STATED PROBLEM 1:
Please transcribe the part of the reef tank forum thread starting with "To each their" and going on through "sick of it.".
STATED PROBLEM 2:
Pick up the reef tank forum thread where it stops and continue it.

TEXT SHOWN:
— START —
I have yet to have a saltwater tank, but when I do I would be perfectly happy with a invert/coral tank as a beginner. Then again I wouldnt start off with a 10 gallon.


----------



## fishfingers

Yeah ok, this is just going around in circles. But I still stand by what I've said, and I'd tell people it again. Remember I'm only trying to give information to people based on my opinions and experiences. Its not like I lurk the forums preying on newbies with the aim of destroying their tanks in mind. I knew my opinion on this topic wouldn't be popular, but at least there are two different opinions out there now. 

Tis been a fun discussion though...


----------



## harif87

fishfingers said:


> Yeah ok, this is just going around in circles. But I still stand by what I've said, and I'd tell people it again. Remember I'm only trying to give information to people based on my opinions and experiences. Its not like I lurk the forums preying on newbies with the aim of destroying their tanks in mind. I knew my opinion on this topic wouldn't be popular, but at least there are two different opinions out there now.
> 
> Tis been a fun discussion though...


And of course were just voicing our experiences and opinions as well.

To each their own


----------



## Reefneck

TheOldSalt said:


> What's with all this promotion of softfies in a 10 gallon tank? The beginner isn't going to maintain the tank correctly, and those things DEMAND proper care or they'll foul the whole tank with their exudations.
> Fishfingers, College reefer, it's fine that you two are doing everything right and having good success, but please don't let me catch you ever again encouraging nanoreefing to noobs. That is grossly irresponsible on many levels, and I'm sick of it.


I could not agree any more with these statements!

I have kept my mouth shut in this thread so far, biting my tounge hard. Now my tounge started bleeding so I had to speak up when I saw what I feel to be "facts"! posted.

Great, Now some of you will hate me.


----------



## Fishboy93

Reefneck said:


> I could not agree any more with these statements!
> 
> I have kept my mouth shut in this thread so far, biting my tounge hard. Now my tounge started bleeding so I had to speak up when I saw what I feel to be "facts"! posted.
> 
> Great, Now some of you will hate me.


I think people should be respecting you for biting your tongue, seeing as though you do have a thing against nano tanks(as do most experienced reefers when refering to noobs) and your experianced so...


----------



## Kyoberr

Scuba Kid said:


> They are when people dont have the knowledge and experience of basic fish keeping.
— END —
ENTRIES SHOWN:
— START —
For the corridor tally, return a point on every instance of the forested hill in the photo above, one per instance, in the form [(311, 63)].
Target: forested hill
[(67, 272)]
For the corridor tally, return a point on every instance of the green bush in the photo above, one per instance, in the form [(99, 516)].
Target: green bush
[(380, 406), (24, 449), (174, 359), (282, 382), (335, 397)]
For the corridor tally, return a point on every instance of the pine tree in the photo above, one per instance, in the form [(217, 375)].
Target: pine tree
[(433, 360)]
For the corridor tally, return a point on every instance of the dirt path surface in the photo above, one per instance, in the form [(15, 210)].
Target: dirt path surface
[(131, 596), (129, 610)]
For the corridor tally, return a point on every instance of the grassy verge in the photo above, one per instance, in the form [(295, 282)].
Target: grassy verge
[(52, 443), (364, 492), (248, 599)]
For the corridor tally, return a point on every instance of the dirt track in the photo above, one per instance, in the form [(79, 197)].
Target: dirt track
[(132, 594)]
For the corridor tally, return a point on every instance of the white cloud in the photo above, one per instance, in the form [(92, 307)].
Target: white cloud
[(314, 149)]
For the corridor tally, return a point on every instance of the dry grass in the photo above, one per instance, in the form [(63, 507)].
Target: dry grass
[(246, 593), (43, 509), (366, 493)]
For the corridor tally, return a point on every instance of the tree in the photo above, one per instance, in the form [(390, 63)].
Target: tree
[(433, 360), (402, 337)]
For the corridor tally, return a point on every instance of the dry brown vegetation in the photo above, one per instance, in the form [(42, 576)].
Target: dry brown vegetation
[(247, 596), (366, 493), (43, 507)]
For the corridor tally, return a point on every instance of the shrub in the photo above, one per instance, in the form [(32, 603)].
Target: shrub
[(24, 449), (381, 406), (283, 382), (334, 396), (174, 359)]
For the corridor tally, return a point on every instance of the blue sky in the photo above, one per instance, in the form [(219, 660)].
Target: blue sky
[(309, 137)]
— END —
EXERCISE RESPONSE 1:
To each their own


----------



## Reefneck

TheOldSalt said:


> What's with all this promotion of softfies in a 10 gallon tank? The beginner isn't going to maintain the tank correctly, and those things DEMAND proper care or they'll foul the whole tank with their exudations.
> Fishfingers, College reefer, it's fine that you two are doing everything right and having good success, but please don't let me catch you ever again encouraging nanoreefing to noobs. That is grossly irresponsible on many levels, and I'm sick of it.

EXERCISE RESPONSE 2:
How do you know that this person doesn't have basic knowledge about fish keeping?!? They probably know what they are doing, experience _is_ a good thing to have though, so if you read enough about it and took good care of it, then you could probably do it.

Nothing is impossible.


----------



## Guest

Kyoberr said:


> How do you know that this person doesn't have basic knowledge about fish keeping?!? They probably know what they are doing, experience _is_ a good thing to have though, so if you read enough about it and took good care of it, then you could probably do it.
> 
> Nothing is impossible.


I know he does not have much experience in fishkeeping because I know who this member is and recall their previous posts and questions from no-to-long ago. 

By the way, reading does not gain you experience.
How long have you been keeping saltwater, Kyoberr?


----------



## CollegeReefer

TheOldSalt said:


> What's with all this promotion of softfies in a 10 gallon tank? The beginner isn't going to maintain the tank correctly, and those things DEMAND proper care or they'll foul the whole tank with their exudations.
> Fishfingers, College reefer, it's fine that you two are doing everything right and having good success, but please don't let me catch you ever again encouraging nanoreefing to noobs. That is grossly irresponsible on many levels, and I'm sick of it.


Its not like i promote it, i just say it can be done and can be done with sucess. Makeing a 10 gallon softy tank with a CUC would be a nice nano tank with a little work and time. I being a noob when i started my nano with great sucess will give support to those who seek to start a tank smaller then 50 gallons. I will and always have told them that it is easier to start with a bigger tank, but with a little extra work and time can have sucess with a smaller tank. That is all i have to say. If the starter of this thread would like to get help i will provide it, and if he isn't comfortable posting on the thread he started, he can always pm me or email me.


----------



## fishfingers

harif87 said:


> And of course were just voicing our experiences and opinions as well.
> 
> To each their own


Yep I realise and respect that.

CollegeReefer you basically summed up my orginal point in your last post. I think I might of gotten a bit caught up in the swing of things trying to defend my position, but thats basically what I was trying to say.


----------



## Damon

fishfingers said:


> Yep I realise and respect that.
> 
> CollegeReefer you basically summed up my orginal point in your last post. I think I might of gotten a bit caught up in the swing of things trying to defend my position, but thats basically what I was trying to say.



And we do understand you point of view, but I believe you 2 are missing the bigger picture T.O.S. touched on without actually saying it.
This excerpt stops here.